## PROMPT 1
Format the listing as a JSON list of strings, one string per line, with blank lines omitted and the pictures left out. Begin at the start of the listing and continue through the line containing "6 0 1200 916", including that line.

## PASSAGE SHOWN

┄┄┄┄┄┄

Summary: This paper summarises the factors that affected the development of CW radio communication during the period up to 1918. It shows that most of the important circuits had been invented by 1914. The major technical factor affecting the successful development of CW radios for battlefield communication was the unavailability of robust radio valves: these did not become available until late in 1915 with the introduction of the French TM valve. Up until that time almost all radios were spark transmitters and crystal detector receivers.
Full version of the paper: Technical factors affecting CW radio communication in WW1 [pdf] Part 2 Part 3
Valve development to 1918
- Fleming diode
The diode valve used as a radio wave detector was patented by John Ambrose Fleming in October 1904 . This had the important feature of a solid cylindrical anode that totally enclosed the carbon filament. In 1908 Fleming took out a patent for a tungsten filament . However, the technique had not yet been perfected for ductile tungsten and the filament became brittle after being heated to incandescence.

┄┄┄┄┄┄

## RECORDS TO USE
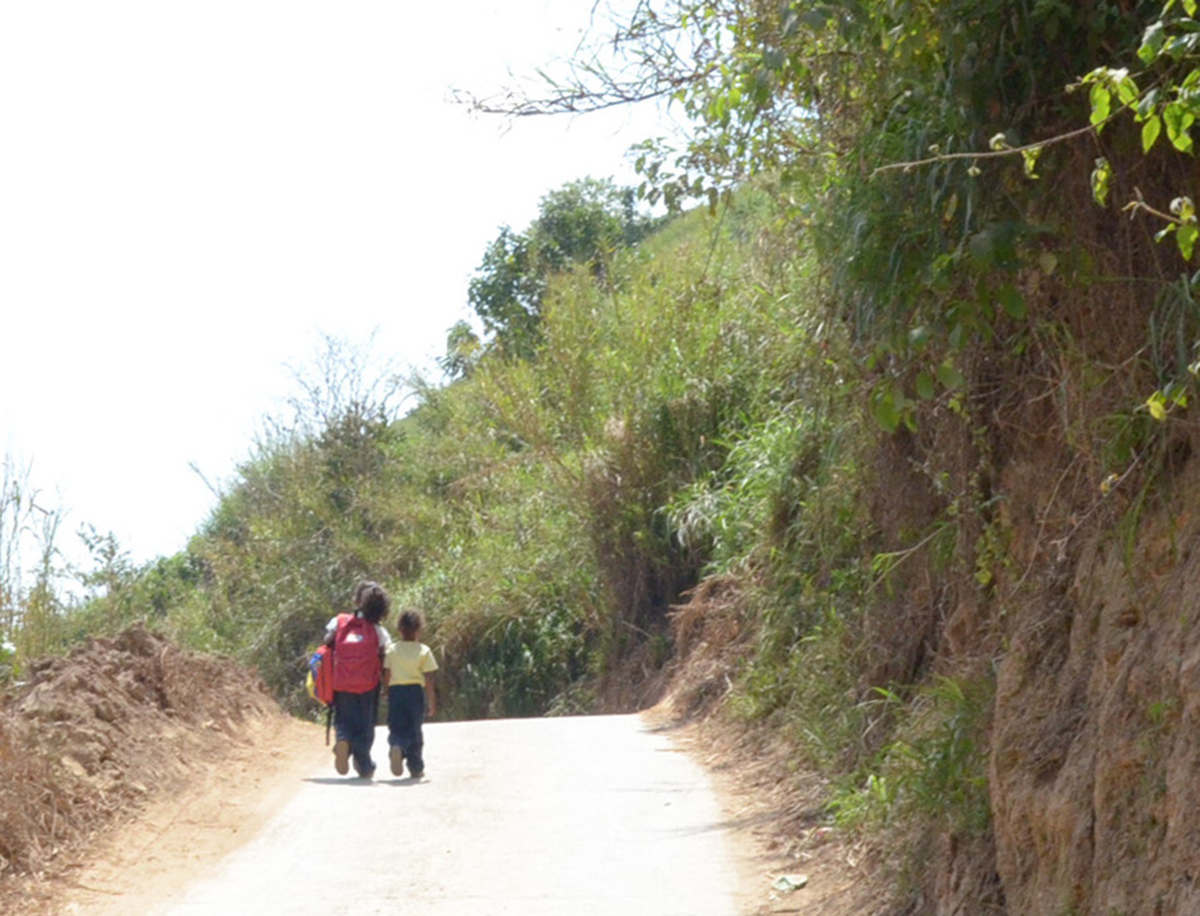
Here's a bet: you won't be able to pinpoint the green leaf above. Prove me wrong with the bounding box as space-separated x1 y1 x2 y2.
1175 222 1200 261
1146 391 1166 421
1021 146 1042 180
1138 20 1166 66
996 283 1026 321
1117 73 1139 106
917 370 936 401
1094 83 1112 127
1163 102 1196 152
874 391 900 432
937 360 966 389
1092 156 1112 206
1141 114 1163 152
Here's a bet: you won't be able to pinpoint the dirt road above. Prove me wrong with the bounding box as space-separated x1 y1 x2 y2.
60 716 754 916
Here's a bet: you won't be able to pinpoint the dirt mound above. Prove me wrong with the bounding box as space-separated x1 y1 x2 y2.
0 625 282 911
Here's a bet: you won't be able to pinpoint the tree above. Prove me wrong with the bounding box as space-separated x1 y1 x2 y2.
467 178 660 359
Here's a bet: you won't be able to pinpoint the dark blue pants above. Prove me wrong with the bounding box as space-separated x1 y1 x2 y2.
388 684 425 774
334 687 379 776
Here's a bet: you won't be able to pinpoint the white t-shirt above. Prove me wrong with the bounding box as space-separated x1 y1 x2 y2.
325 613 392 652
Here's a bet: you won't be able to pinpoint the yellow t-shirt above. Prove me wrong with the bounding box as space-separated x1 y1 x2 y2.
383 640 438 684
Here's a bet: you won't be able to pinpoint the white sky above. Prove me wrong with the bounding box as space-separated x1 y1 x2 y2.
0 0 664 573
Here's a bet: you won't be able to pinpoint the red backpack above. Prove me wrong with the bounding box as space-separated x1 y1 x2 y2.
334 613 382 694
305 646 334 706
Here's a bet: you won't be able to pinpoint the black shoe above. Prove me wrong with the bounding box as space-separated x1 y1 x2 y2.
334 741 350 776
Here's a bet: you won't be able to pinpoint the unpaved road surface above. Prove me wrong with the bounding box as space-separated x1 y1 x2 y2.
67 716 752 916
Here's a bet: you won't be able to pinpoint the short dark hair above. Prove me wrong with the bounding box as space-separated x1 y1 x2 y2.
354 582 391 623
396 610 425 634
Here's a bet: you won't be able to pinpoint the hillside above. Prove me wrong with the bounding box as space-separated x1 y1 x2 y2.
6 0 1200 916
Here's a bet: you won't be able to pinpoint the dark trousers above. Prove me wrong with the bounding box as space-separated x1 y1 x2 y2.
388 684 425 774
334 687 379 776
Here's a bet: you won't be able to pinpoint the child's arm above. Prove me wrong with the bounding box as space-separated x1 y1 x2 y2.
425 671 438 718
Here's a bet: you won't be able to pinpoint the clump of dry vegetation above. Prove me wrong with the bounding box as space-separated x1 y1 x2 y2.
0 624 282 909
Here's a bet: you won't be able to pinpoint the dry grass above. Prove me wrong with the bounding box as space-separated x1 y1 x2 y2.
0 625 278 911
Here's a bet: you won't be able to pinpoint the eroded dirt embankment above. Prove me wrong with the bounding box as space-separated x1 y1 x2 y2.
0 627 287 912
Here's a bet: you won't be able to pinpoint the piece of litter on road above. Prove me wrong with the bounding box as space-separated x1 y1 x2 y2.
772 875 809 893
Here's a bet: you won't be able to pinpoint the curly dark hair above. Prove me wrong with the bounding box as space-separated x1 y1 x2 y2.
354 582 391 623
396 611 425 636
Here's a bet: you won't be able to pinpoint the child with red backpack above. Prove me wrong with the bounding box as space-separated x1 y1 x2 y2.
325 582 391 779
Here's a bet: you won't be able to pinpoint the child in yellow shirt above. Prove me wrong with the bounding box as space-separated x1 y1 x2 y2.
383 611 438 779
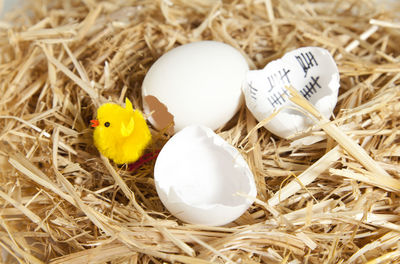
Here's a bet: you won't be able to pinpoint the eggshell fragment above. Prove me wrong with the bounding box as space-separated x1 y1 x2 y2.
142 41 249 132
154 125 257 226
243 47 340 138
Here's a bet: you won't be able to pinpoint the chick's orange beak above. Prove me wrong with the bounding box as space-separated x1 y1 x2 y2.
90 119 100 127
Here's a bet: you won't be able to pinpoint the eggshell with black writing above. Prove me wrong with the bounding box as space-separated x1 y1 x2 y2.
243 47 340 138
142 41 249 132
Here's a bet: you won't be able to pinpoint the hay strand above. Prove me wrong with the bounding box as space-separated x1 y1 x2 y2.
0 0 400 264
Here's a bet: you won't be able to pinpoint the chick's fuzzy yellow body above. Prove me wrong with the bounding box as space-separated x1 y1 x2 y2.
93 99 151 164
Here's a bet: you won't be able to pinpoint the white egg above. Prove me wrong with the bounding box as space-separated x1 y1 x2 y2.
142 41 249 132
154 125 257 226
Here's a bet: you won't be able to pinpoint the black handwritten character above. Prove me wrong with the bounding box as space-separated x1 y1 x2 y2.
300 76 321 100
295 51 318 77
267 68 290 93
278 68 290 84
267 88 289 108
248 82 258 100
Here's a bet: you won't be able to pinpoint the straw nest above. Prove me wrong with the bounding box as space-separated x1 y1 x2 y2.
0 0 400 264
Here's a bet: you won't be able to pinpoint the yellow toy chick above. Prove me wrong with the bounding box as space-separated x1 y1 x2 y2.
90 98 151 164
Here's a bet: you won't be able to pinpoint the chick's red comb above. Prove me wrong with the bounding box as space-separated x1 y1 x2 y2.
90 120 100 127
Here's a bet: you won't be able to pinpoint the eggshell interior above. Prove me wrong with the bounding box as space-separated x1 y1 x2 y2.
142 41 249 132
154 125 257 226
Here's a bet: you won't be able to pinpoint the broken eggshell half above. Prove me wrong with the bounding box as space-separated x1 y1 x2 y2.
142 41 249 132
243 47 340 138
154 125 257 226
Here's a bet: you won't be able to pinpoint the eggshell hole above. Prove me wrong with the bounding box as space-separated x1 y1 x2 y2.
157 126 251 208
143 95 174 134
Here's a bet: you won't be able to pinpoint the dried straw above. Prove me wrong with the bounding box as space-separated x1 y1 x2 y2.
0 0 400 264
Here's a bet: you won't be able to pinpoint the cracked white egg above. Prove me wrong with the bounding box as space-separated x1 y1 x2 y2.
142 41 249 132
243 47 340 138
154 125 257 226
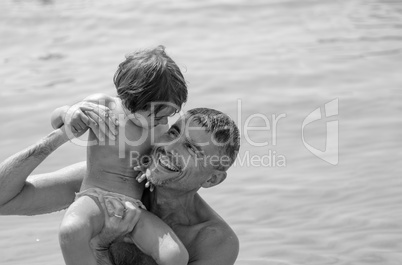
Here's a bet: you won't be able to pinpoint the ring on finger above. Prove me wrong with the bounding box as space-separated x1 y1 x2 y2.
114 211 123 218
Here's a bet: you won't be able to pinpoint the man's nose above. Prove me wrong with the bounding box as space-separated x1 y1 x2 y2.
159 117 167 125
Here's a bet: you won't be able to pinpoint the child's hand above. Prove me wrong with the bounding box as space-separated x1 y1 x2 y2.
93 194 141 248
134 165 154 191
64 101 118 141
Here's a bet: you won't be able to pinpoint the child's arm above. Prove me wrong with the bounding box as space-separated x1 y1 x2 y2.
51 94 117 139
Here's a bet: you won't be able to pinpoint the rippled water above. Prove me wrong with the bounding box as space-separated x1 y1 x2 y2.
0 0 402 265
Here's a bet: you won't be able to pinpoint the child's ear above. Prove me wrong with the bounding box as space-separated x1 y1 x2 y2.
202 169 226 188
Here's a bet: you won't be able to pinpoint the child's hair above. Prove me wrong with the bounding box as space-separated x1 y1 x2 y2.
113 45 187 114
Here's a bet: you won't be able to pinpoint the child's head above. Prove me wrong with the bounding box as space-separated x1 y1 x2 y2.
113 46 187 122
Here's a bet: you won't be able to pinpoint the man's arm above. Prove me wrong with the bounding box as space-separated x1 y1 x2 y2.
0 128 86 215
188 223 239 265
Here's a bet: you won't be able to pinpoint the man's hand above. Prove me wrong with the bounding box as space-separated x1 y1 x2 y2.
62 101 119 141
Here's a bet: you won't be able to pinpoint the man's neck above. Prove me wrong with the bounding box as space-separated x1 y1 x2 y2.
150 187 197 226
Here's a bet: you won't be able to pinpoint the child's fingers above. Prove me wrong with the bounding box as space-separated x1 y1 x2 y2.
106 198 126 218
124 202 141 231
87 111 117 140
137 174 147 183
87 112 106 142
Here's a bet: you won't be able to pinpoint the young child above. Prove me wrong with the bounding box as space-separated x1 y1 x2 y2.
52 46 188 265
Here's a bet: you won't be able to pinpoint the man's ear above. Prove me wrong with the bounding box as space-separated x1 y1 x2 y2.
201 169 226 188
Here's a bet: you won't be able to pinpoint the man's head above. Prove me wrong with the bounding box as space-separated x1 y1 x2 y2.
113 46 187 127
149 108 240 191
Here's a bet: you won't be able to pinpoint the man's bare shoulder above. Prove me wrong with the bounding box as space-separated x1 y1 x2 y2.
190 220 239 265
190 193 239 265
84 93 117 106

┄┄┄┄┄┄

## PROMPT 2
According to the passage on CW radio communication in World War I, what was the major technical factor holding back CW radios for battlefield communication, and when was it resolved?

## WORKED SOLUTION 1
[
  "Here's a bet: you won't be able to pinpoint the green leaf above. Prove me wrong with the bounding box as space-separated x1 y1 x2 y2.",
  "1175 222 1200 261",
  "1146 391 1166 421",
  "1021 146 1042 180",
  "1138 20 1166 66",
  "996 283 1026 321",
  "1117 73 1139 106",
  "917 370 936 401",
  "1094 83 1112 127",
  "1163 102 1196 152",
  "874 391 900 432",
  "937 360 966 389",
  "1092 156 1112 206",
  "1141 114 1163 152",
  "Here's a bet: you won't be able to pinpoint the dirt road above. Prove me wrong with the bounding box as space-separated x1 y1 x2 y2.",
  "60 716 754 916",
  "Here's a bet: you won't be able to pinpoint the dirt mound above. Prove me wrong with the bounding box as space-separated x1 y1 x2 y2.",
  "0 625 282 911",
  "Here's a bet: you won't be able to pinpoint the tree above. Prove me wrong with the bounding box as space-separated x1 y1 x2 y2.",
  "467 178 660 359",
  "Here's a bet: you won't be able to pinpoint the dark blue pants above. Prove me wrong with the bounding box as space-separated x1 y1 x2 y2.",
  "388 684 425 774",
  "334 687 379 776",
  "Here's a bet: you won't be able to pinpoint the white t-shirt above. Prove me wrong with the bounding box as space-separated x1 y1 x2 y2.",
  "325 613 392 652",
  "Here's a bet: you won't be able to pinpoint the yellow t-shirt above. Prove me wrong with the bounding box as space-separated x1 y1 x2 y2.",
  "383 640 438 684",
  "Here's a bet: you won't be able to pinpoint the white sky above. Prove me wrong with the bounding box as space-separated x1 y1 x2 y2.",
  "0 0 664 573",
  "Here's a bet: you won't be able to pinpoint the red backpack above. Prove me wrong with the bounding box as space-separated x1 y1 x2 y2.",
  "334 613 382 694",
  "305 646 334 706",
  "Here's a bet: you won't be able to pinpoint the black shoe above. Prove me wrong with the bounding box as space-separated x1 y1 x2 y2.",
  "334 741 350 776",
  "Here's a bet: you won't be able to pinpoint the unpaved road surface above. Prove me wrong with the bounding box as space-separated x1 y1 x2 y2.",
  "67 716 752 916",
  "Here's a bet: you won't be able to pinpoint the short dark hair above. Prove me wrong with the bounding box as space-separated x1 y1 x2 y2.",
  "354 582 391 623",
  "396 610 425 634",
  "Here's a bet: you won't be able to pinpoint the hillside above. Prove me wrong with the bounding box as space-separated x1 y1 x2 y2.",
  "6 0 1200 916"
]

## WORKED SOLUTION 2
The major factor was that robust radio valves were not available. They did not become available until late in 1915, when the French TM valve was introduced. Until then, almost all radios were spark transmitters and crystal detector receivers.